> _Exercise inputs_
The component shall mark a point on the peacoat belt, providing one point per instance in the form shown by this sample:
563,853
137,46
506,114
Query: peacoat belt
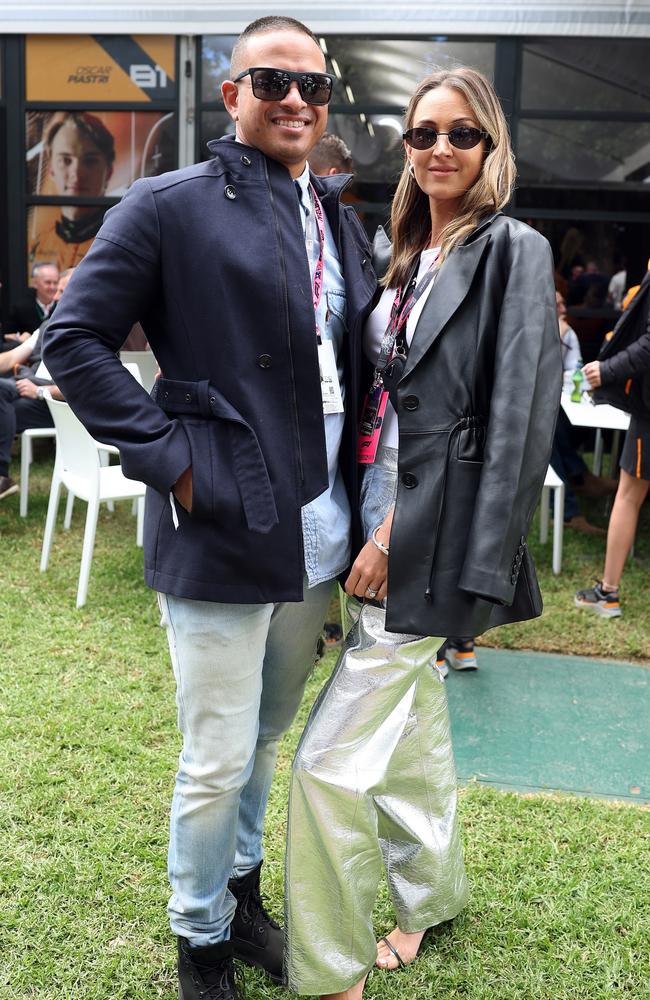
244,454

> _Prompt_
Copy every line of the records above, requests included, and leave out the pictures. Multiply each point coordinate in the answers by 2.1 and round it to a whole number, rounding halves up, but keep the numbers in the requests and their format samples unchanged.

> _Task result_
The component shall mark a point on the peacoat belt, providing one point per instance in the form shown by this sample:
563,853
137,46
506,114
Query: peacoat belt
512,953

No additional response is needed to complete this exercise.